§ Given text
##############################
Instead, he warned against knowledge detached from truth and goodness and reduced to self-interest or domination.
“The problem, therefore, does not rest with knowledge but in its deviation towards an intelligence that no longer seeks to correspond to reality but rather to twist it for its own purposes,” he said.
Leo said Christian tradition points to another tree — the cross — as the redemption, not the negation, of human intelligence.
“Christian tradition contemplates another tree, that of the cross, not as a denial of human intelligence but as a sign of its redemption,” he said.
“At the cross, human beings are invited to allow their desire for knowledge to be healed: to rediscover that truth is not fabricated, not manipulated nor possessed like a trophy but welcomed, sought with humility, and served with responsibility.”
For that reason, he said, Christ is not an escape from intellectual effort.
##############################
Raw records

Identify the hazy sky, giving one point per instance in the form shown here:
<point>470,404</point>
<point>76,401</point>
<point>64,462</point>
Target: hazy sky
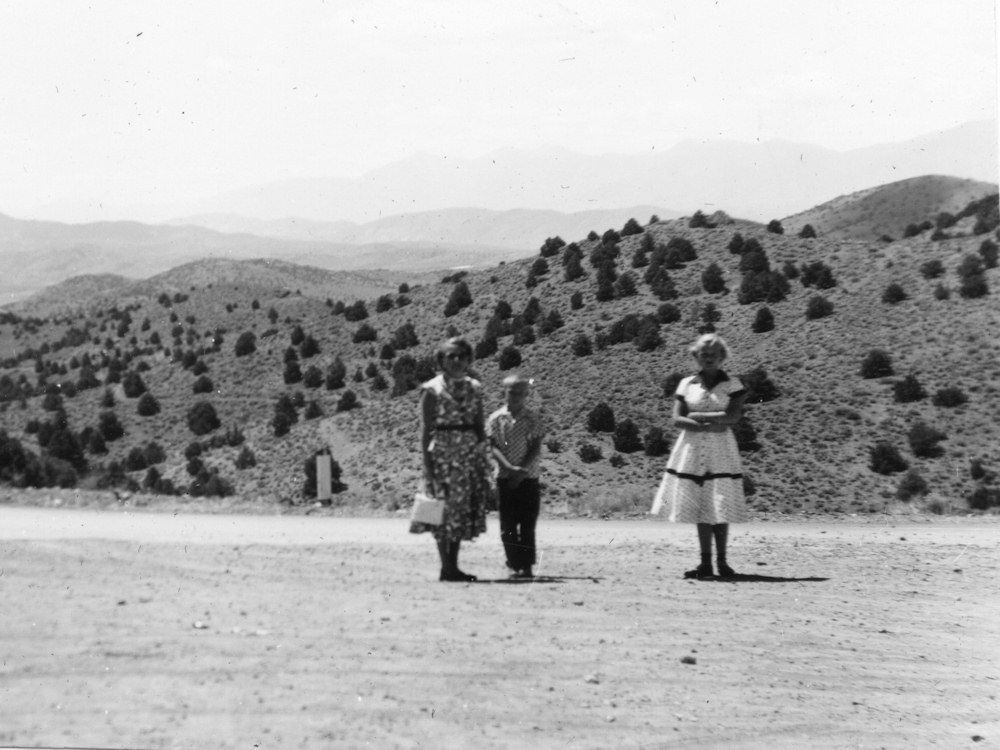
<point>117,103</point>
##############################
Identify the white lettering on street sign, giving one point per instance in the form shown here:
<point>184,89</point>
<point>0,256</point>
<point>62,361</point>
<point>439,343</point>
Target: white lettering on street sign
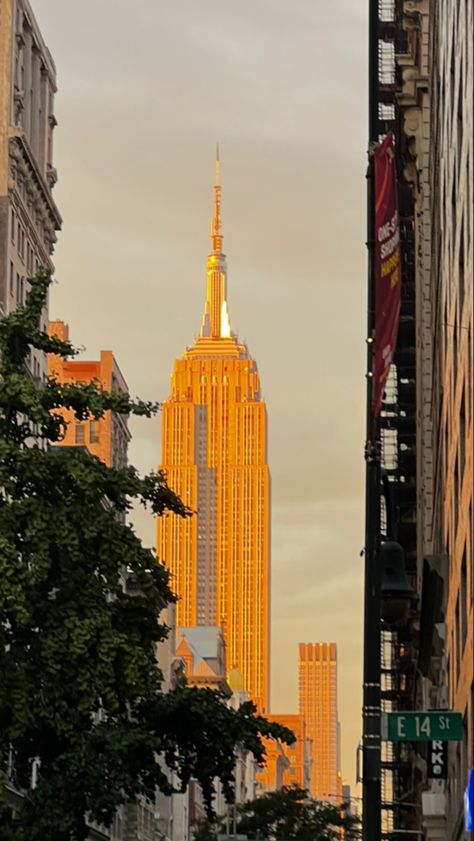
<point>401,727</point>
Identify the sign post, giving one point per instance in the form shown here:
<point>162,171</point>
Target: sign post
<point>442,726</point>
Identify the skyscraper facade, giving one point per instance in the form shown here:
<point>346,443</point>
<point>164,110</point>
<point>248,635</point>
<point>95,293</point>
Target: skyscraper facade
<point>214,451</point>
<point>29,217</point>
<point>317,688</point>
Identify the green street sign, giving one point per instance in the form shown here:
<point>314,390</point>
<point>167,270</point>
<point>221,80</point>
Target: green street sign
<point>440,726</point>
##############################
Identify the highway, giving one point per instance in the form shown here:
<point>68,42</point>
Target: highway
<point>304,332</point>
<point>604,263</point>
##############################
§ Set exercise 1
Reproduce everything from "Leo said Christian" down to "from intellectual effort." in the passage on knowledge and the cross, keeping every word unchanged.
§ Set exercise 2
In the passage on knowledge and the cross, what does Leo say Christ is not?
The rows are not needed for anything here.

§ Full response 1
Leo said Christian tradition points to another tree — the cross — as the redemption, not the negation, of human intelligence.
“Christian tradition contemplates another tree, that of the cross, not as a denial of human intelligence but as a sign of its redemption,” he said.
“At the cross, human beings are invited to allow their desire for knowledge to be healed: to rediscover that truth is not fabricated, not manipulated nor possessed like a trophy but welcomed, sought with humility, and served with responsibility.”
For that reason, he said, Christ is not an escape from intellectual effort.

§ Full response 2
Christ is not an escape from intellectual effort.